STUDY QUESTIONS:
(a) List every sign of nervousness or strain that the vibration measurement article says the team showed during the quarry job.
(b) Summarize the vibration measurement article in two sentences.
(c) Write the next part of the vibration measurement article, starting right after its final sentence.

EXCERPT TO READ:
%%
How a technology believed to be obsolete is being used again.

WHEN taking measurements and analysing vibration directly on site, we can find ourselves in situations where time does not permit us to try different types of measurements with different parameters. The reason is that the machine's running time is too short to take measurements repeatedly.

Run-up and coast down are typical examples of this situation. The risk of setting the measurement parameters inappropriately or making a mistake in the set-up phase can be quite high, especially with the added pressure of knowing that the measurement cannot be repeated.

My personal experience was when we were asked to measure explosion vibrations in a quarry. Preparation had taken all day due to the sheer volume of explosives involved. In addition, the measurements had to be taken synchronously from many sensors placed in different locations at different distances from the point of detonation.

The required measurement report had to include a time waveform from each sensor and a graph showing the energy decay curve as a function of distance from the detonation centre. We had set up the amplitude trigger so that the wave from the detonation arriving at the first sensor would start the measurement.

Of course, we had used a pre-trigger (250ms) so that we could see the noise just before the detonation. We were all nervous as we counted down to the detonation; we held our breath and the explosives were detonated.

Troubles Ahead

As soon as we saw the signal, we knew something had gone wrong. There was not the expected low noise at the beginning of the sudden increase in blast energy. There were high blast amplitudes from the beginning of the measurement (including the first sample) and they were decreasing over time.

Something had gone wrong. With trembling hands we opened the analyser's setup menu and immediately realised what had happened. Instead of a 250ms pre-trigger, we had set a 250ms post-trigger!

We had lost the entire beginning of the detonation signal and the measurement had started 250ms after the wave had reached the sensor. This meant that we could not do the analysis that our customer wanted.

Believe me - it was very difficult to explain to the customer why we could not do the analysis. When we jokingly suggested that we try the detonation again, the customer did not find the idea funny at all. This was an example of a perfect situation where the whole event should have been recorded and analysed afterwards.
%%
INFORMATION SHOWN:
%%
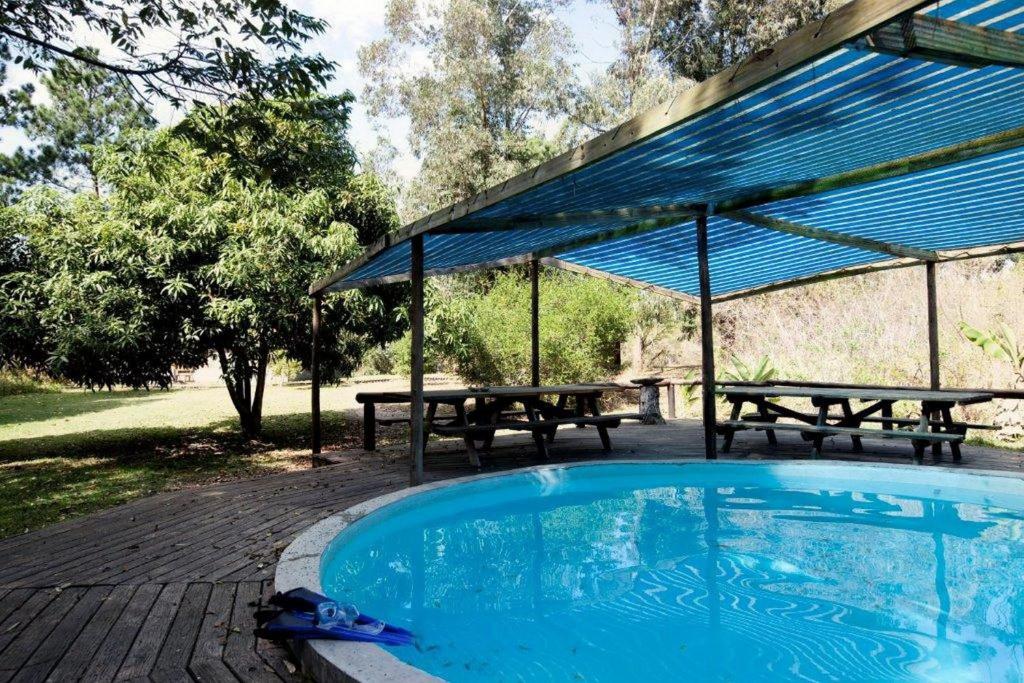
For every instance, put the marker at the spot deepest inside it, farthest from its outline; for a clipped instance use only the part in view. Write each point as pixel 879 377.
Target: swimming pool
pixel 702 571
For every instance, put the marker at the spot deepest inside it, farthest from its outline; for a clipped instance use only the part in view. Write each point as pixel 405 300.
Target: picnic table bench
pixel 934 427
pixel 496 409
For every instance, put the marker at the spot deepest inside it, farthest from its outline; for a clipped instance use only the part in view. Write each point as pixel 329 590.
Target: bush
pixel 15 382
pixel 483 336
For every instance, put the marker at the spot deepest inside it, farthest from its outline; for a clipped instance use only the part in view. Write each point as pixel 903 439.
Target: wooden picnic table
pixel 493 408
pixel 934 426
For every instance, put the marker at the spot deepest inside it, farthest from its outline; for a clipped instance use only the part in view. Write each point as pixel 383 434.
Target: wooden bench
pixel 816 433
pixel 903 422
pixel 540 429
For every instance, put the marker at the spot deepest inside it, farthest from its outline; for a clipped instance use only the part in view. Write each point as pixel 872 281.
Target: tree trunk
pixel 248 403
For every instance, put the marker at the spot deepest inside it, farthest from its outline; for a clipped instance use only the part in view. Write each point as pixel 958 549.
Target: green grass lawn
pixel 75 452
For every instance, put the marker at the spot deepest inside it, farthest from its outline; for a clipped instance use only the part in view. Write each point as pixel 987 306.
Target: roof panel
pixel 843 111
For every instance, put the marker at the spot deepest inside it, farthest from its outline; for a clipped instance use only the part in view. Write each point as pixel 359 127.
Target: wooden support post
pixel 416 435
pixel 535 323
pixel 933 326
pixel 707 343
pixel 314 376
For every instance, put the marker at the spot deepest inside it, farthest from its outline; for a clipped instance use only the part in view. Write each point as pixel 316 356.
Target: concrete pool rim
pixel 299 565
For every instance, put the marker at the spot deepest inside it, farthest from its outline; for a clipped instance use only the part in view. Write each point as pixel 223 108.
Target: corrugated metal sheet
pixel 845 111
%%
EXPECTED RESPONSES:
(a)
- We were all nervous as we counted down to the detonation
- we held our breath
- With trembling hands we opened the analyser's setup menu

(b) When vibration is measured on site during events that cannot be repeated, such as run-up, coast down or a quarry detonation, a mistake in the measurement set-up is likely and costly. In the quarry case, a 250ms post-trigger was set instead of a 250ms pre-trigger, so the start of the detonation signal was lost and the analysis the customer wanted could not be done.

(c)
In this case, the recording would have been started manually and allowed to run for perhaps a few minutes before the detonation of the explosives and then stopped manually. This would have eliminated the need for the pre-amplitude trigger that led to the disastrous experience described above.

Another situation where it is better to record the raw signal is when measuring a machine that is constantly changing its state. This can be caused by changes in power or other similar conditions. An elevator motor is another example; first there is a short run-up, then the elevator runs continuously for a while, then it stops.

The whole cycle may take only a few seconds. It is better to record the whole cycle and then select the required part and analyse it. The recording may also be required when collecting the route. All the necessary vibration measurements (e.g. total values, spectrum and time waveform) can be processed later on the computer from the record.

The history of the tape recorder

When I started working in vibration analysis a long time ago, in the 1980s, tape recorders were used to record signals. In those days they were huge and heavy, so you needed a strong man to carry them around. A separate "analyser" was needed to analyse the recording. This was even bigger and heavier than the tape recorder!

In the 1980s, the first "portable analysers" appeared on the market and revolutionised the field of vibration analysis, especially for route measurements. Tape recorders were quickly abandoned as all readings could now be stored in the memory of the portable device. The readings were stored, but not the raw record.

The processors were too slow to record the raw vibration signal, and the memory was too small to store such a large amount of data. For those who are much younger than me, the hard drive in my PC in 1990 was an impressive 10MB. Since it was impossible to store a large file, I always had to consider the trade-off between storing 400 or 800 lines of resolution in the vibration spectrum, and storing higher resolution was only done in very special circumstances.

Nowadays, when storage capacity seems to be unlimited, it is very difficult to explain to a customer that 25,600 lines in spectrum is not necessary. Their response may be that it does no harm to save the spectrum with more lines.

This is true when we are talking about route measurement, where readings are repeated at long intervals such as days, weeks or months. However, when we start thinking about online monitoring, the situation changes dramatically. If you set up a 25,600 line spectrum on dozens of channels and take readings every second, even today's conventional memory discs can fill up very quickly.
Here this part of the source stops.